WORK INSTRUCTIONS =>
#1 Reproduce the passage of the article on coronavirus relief talks starting with "Given the extensive" and going on through "can come later.".
#2 In the article on coronavirus relief talks, what federal benefit is set to formally expire on Friday?

PASSAGE SHOWN =>
Trump Pushes Short-Term Fix as Coronavirus Talks Show Little Progress

Talks on the next coronavirus relief package are not going well. Treasury Secretary Steven Mnuchin on Wednesday said the two sides are “very far apart,” and White House Chief of Staff Mark Meadows told Politico he didn’t see any way a deal could get done this week, leaving no hope of avoiding the formal expiration Friday of a $600 federal boost to unemployment benefits.

"Enhanced unemployment insurance provisions will expire," Meadows told reporters Wednesday afternoon after meeting with Democratic leaders.

Given the extensive differences that would need to be hashed out for a comprehensive deal, President Trump on Wednesday called for lawmakers to instead focus on addressing the expiration of the enhanced unemployment benefits and a moratorium on evictions, which expired this past weekend, saying that discussions on other parts of a relief package can come later.

DATA =>

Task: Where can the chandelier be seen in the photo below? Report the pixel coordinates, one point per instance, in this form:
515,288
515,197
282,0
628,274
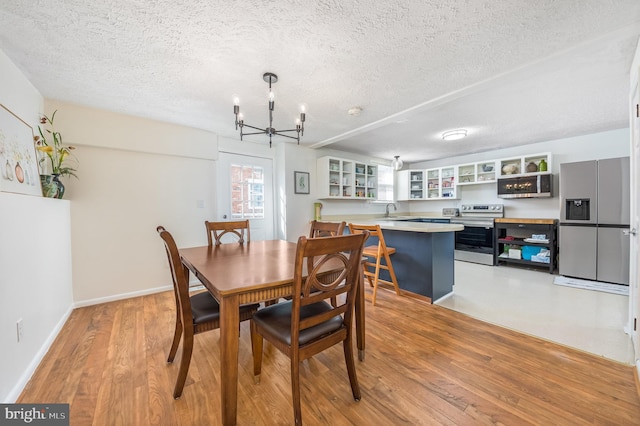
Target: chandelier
270,131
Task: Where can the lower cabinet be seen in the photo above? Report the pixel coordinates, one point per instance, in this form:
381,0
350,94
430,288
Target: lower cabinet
531,242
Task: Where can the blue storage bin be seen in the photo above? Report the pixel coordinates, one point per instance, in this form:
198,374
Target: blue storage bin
528,251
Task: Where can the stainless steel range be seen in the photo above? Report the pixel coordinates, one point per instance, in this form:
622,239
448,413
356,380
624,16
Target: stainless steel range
475,242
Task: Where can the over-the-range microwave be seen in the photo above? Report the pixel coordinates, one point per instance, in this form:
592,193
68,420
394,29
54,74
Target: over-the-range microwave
533,186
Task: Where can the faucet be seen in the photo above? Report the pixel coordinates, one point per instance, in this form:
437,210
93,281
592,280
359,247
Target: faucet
386,209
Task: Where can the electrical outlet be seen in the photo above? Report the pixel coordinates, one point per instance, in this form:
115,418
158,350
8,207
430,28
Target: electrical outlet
20,330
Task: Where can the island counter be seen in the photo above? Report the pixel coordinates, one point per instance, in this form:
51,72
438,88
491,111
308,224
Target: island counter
423,260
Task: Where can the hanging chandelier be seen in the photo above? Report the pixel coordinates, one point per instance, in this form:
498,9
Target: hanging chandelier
270,131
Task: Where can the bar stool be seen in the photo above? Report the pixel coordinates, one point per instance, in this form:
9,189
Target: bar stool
371,269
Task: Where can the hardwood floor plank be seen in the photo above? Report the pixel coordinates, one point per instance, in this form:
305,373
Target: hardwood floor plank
425,365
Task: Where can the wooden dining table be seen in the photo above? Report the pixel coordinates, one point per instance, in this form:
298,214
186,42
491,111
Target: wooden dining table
253,272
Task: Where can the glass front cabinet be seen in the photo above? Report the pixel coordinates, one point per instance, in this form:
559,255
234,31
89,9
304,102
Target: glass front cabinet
346,179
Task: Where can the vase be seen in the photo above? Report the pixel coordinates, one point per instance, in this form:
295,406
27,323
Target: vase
19,172
51,186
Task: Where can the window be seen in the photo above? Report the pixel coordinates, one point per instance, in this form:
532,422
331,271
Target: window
247,192
385,183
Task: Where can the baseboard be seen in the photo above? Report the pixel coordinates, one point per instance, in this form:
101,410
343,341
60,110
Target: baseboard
121,296
637,376
37,359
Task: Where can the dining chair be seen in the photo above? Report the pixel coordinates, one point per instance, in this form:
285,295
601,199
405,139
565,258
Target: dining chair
236,228
194,314
326,229
371,269
307,324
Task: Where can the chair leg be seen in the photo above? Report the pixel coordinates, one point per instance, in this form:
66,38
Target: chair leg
187,350
351,368
375,282
176,339
394,280
256,349
295,390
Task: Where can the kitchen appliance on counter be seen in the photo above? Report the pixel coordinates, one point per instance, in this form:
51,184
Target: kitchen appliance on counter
475,242
534,186
594,220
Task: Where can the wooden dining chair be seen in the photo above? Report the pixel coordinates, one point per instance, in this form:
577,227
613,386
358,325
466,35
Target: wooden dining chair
375,254
326,229
307,324
194,314
237,228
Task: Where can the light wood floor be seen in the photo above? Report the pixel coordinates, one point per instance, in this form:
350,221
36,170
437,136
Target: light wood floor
424,365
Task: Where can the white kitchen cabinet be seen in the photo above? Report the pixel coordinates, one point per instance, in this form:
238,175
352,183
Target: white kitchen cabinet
345,179
475,173
411,185
441,183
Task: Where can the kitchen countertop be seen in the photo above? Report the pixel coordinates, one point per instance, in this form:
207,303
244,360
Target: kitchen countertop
524,220
397,224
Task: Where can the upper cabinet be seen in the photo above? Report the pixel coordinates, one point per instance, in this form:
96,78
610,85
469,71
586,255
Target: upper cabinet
346,179
480,172
411,185
536,163
431,184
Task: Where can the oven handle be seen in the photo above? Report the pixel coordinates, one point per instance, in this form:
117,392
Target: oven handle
486,225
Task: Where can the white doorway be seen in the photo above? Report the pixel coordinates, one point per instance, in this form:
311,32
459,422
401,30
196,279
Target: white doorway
634,308
245,191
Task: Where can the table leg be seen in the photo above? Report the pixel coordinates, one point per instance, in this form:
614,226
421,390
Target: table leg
360,328
229,335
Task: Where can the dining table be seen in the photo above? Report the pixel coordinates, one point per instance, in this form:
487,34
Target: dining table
253,272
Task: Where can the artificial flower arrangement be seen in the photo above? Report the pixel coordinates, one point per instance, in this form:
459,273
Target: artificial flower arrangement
60,157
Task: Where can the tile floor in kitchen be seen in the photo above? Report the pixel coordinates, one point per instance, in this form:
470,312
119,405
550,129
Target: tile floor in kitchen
528,301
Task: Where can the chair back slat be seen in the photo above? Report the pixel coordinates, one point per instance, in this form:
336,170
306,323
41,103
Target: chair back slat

REPLIES =>
#1
Given the extensive differences that would need to be hashed out for a comprehensive deal, President Trump on Wednesday called for lawmakers to instead focus on addressing the expiration of the enhanced unemployment benefits and a moratorium on evictions, which expired this past weekend, saying that discussions on other parts of a relief package can come later.

#2 A $600 federal boost to unemployment benefits.